- **Problem description**
A word-for-word transcription of every record is needed.

- **Data for processing**
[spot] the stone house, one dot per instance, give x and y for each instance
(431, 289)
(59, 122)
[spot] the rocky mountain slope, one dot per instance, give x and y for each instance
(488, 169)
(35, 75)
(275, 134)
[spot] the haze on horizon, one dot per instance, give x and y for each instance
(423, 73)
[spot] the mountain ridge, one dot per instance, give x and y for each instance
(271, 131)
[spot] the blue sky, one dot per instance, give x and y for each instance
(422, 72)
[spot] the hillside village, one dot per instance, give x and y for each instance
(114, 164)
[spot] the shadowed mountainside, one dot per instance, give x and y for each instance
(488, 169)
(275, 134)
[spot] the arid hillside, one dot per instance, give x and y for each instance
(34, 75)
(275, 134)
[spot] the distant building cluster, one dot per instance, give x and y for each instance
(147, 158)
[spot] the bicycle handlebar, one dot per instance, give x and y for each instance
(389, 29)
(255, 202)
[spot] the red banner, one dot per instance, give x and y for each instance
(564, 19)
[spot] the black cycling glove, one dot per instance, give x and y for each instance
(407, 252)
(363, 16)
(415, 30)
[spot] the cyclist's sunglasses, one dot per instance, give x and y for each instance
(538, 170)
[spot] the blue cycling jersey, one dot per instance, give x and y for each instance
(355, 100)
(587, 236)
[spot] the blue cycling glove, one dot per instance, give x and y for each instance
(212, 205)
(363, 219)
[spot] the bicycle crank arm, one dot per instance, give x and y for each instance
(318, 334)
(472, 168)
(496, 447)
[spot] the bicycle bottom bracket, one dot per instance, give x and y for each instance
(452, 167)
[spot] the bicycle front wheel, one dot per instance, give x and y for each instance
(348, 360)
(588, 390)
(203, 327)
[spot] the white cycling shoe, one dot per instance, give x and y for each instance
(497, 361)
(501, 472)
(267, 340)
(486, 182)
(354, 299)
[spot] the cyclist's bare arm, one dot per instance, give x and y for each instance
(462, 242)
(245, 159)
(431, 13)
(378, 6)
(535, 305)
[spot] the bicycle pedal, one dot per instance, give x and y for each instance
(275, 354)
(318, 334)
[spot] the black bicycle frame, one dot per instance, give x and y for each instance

- **Your solution**
[spot] the stone house, one dot per instance, give x and y for each instance
(431, 289)
(59, 122)
[spot] the rocky mountain slope, one dot per instance, give x and y for each instance
(488, 169)
(35, 75)
(275, 134)
[spot] the haze on horizon, one dot per instance, give x and y for each instance
(423, 73)
[spot] the mountain ridge, one dot per instance, give x and y for each instance
(271, 131)
[spot] the blue sky, one dot per instance, give x and y for each instance
(422, 72)
[spot] the hillside village, one dot per instance, give x and y for each instance
(114, 164)
[spot] the shadowed mountainside, one dot per instance, give x and y for each instance
(488, 169)
(275, 134)
[spot] the arid hillside, one dot per instance, give x and y for each instance
(34, 75)
(275, 134)
[spot] the distant building cluster, one dot per instance, give x and y for each instance
(147, 158)
[spot] the bicycle handlebar, one dot per instance, give x and y for each instance
(389, 29)
(255, 202)
[spot] the red banner, one dot per instance, give x and y for each instance
(564, 19)
[spot] the black cycling glove, one dot per instance, give x and y for each instance
(407, 252)
(363, 16)
(415, 30)
[spot] the cyclist's sunglasses, one dot per instance, give x and y for each instance
(538, 170)
[spot] the blue cycling jersey, one dot per instance, give x and y for each instance
(355, 100)
(587, 236)
[spot] the blue cycling glove, one dot per instance, give x and y for each instance
(212, 205)
(363, 219)
[spot] the bicycle crank arm, one dot per instance, give x and y for each instance
(318, 334)
(472, 168)
(496, 447)
[spot] the bicycle bottom bracket, one dot per instance, give x and y for each instance
(452, 167)
[spot] the bicycle front wheel, one dot per instance, give x and y for each instance
(348, 360)
(588, 390)
(203, 327)
[spot] the white cycling shoe, one dot per instance, give x and y for each instance
(497, 361)
(501, 472)
(267, 340)
(486, 182)
(354, 299)
[spot] the cyclist's bare arm, one dot per instance, give x and y for each instance
(462, 242)
(245, 159)
(431, 13)
(378, 6)
(535, 305)
[spot] the bicycle pedal, one dot per instance, give x and y for each instance
(275, 354)
(318, 334)
[spot] the black bicycle frame, one dot per instance, give x and y for each instance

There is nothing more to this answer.